- **Work item**
Every record here needs to be retyped exactly.
-.-.-
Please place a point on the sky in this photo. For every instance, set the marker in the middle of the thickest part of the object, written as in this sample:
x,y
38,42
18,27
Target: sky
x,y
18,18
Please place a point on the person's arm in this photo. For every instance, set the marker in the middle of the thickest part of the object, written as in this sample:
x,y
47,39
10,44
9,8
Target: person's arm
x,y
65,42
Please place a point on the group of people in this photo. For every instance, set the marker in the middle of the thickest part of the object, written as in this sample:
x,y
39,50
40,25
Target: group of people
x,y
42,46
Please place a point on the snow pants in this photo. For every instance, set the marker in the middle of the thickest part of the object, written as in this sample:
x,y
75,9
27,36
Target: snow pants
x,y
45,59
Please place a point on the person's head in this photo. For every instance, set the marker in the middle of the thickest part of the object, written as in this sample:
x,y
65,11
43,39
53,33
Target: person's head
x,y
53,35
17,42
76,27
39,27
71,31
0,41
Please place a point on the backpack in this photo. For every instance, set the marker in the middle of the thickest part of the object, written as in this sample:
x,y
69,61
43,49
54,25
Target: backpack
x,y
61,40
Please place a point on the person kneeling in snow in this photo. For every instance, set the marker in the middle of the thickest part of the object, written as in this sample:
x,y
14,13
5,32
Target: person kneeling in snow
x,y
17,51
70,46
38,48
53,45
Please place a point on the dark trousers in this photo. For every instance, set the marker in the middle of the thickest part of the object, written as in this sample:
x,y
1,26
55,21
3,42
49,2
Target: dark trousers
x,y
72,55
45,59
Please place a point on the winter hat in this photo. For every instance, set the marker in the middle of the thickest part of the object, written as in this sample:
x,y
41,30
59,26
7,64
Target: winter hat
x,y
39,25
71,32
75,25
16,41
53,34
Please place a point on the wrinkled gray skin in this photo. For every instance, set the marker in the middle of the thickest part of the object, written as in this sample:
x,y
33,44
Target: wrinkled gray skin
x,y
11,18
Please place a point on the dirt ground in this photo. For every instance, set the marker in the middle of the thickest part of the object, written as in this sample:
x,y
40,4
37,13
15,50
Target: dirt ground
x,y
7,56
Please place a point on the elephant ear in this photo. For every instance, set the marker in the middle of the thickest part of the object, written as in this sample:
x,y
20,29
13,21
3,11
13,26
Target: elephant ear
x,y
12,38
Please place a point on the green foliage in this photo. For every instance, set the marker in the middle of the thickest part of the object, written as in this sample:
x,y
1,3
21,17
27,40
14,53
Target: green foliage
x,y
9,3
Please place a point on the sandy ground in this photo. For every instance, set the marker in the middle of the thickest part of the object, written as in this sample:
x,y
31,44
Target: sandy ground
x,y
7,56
-.-.-
- **Result below**
Please place a point on the sky in this photo. For every instance, set the marker in the middle of the thickest part of the object, written as in this sample:
x,y
38,42
18,27
Target: sky
x,y
18,18
Please place a point on the person's arm in this photo. For every instance, set the marker in the middle of the thickest part of the object, written as in this sample:
x,y
47,39
10,44
9,8
Target: person's arm
x,y
65,42
Please place a point on the group of people in this photo. For every instance, set the marker in the middle of the thickest part of the object, written as in this sample:
x,y
39,50
40,25
Target: group of people
x,y
42,46
Please place a point on the snow pants in this photo. For every instance, set the marker in the middle of the thickest part of the object, written as in this sample:
x,y
75,9
27,36
Target: snow pants
x,y
45,59
Please place a point on the person's head in this photo. For every instance, set the marker in the middle of the thickest part of the object, written as in this sample:
x,y
65,11
43,39
53,33
Target: person's head
x,y
53,35
17,42
76,27
39,27
71,31
0,41
Please place a point on the backpack in this photo. For every instance, set the marker in the middle of the thickest part of the object, written as in this sample:
x,y
69,61
43,49
54,25
Target: backpack
x,y
61,40
Please place a point on the person kneeling in snow in this photo. For every instance, set the marker in the middle of the thickest part of the object, written as in this sample:
x,y
14,13
5,32
Target: person kneeling in snow
x,y
17,51
70,46
38,48
53,45
Please place a point on the dark trousers in this photo. For every instance, set the marker in the middle of the thickest part of the object, written as in this sample:
x,y
1,26
55,21
3,42
49,2
Target: dark trousers
x,y
72,55
45,59
Please place a point on the winter hat in this photo. For every instance, set the marker in the middle of the thickest part of the object, written as in this sample:
x,y
41,30
59,26
7,64
Target: winter hat
x,y
39,25
71,32
75,25
16,41
53,34
Please place a point on the wrinkled gray skin in this photo. For every instance, set the marker in the middle of the thickest part of the object, written as in this sample:
x,y
33,44
Target: wrinkled gray skin
x,y
11,18
Please place a point on the dirt ground in this photo. For every instance, set the marker in the middle of the thickest part of the object, written as in this sample:
x,y
40,4
37,13
15,50
Target: dirt ground
x,y
7,56
Please place a point on the elephant ear in this photo. For every instance, set the marker in the middle of the thickest part of the object, written as in this sample:
x,y
20,29
13,21
3,11
13,26
Target: elephant ear
x,y
12,38
Please place a point on the green foliage in this photo. For every instance, set the marker in the middle of the thickest part of the object, written as in this sample:
x,y
1,3
21,17
27,40
14,53
Target: green foliage
x,y
9,3
Please place a point on the sandy ground in this photo. For every instance, set the marker in the middle of the thickest part of the object, written as in this sample:
x,y
31,44
Target: sandy ground
x,y
7,56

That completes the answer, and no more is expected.